## begin Data lines

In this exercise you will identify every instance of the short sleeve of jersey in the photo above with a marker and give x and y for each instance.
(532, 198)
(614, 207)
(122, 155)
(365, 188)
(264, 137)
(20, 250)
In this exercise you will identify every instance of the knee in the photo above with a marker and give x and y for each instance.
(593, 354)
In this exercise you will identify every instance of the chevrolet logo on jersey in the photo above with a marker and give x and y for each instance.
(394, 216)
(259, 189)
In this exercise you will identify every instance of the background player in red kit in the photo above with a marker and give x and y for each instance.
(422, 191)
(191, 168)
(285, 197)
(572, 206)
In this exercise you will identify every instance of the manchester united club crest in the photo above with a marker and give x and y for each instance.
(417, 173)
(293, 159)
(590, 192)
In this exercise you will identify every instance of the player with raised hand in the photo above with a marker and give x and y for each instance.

## end Data lines

Quote each line of the data above exactly as written.

In this exercise you will identify every instance of the short sleeve of jersey in the photo above with a marker and give x and y for each instance.
(532, 198)
(614, 207)
(122, 155)
(365, 188)
(264, 137)
(20, 250)
In this exercise you will identify every instance of the knee in the photo above with a marker and give x and y for each instance.
(593, 354)
In this exercise you will identify every instance of the chevrolet logo on jersey in the photo above with a marker and give x and y for each instance.
(394, 216)
(259, 189)
In this exercise you will identify every instance of the background player in red kit in the photo above with a marker and give x and y for each instance.
(422, 191)
(191, 168)
(285, 197)
(572, 206)
In this exercise you will identify every instance of the manchester united club crest in the photo above with a marker and give x and y for each instance.
(417, 173)
(293, 159)
(590, 192)
In this exercise you will identify every instance of the player with raised hand in the photo above with a marker and give x and y for each instance.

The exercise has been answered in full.